(Coordinate annotation records)
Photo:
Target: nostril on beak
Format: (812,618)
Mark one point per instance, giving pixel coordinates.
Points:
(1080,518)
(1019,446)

To do> Could you pull out every line of the records above and reproduce each one word for word, with no changes?

Exercise output>
Photo:
Target: nostril on beak
Format: (812,618)
Mark one point per instance, giving pixel coordinates.
Points:
(1080,518)
(1019,446)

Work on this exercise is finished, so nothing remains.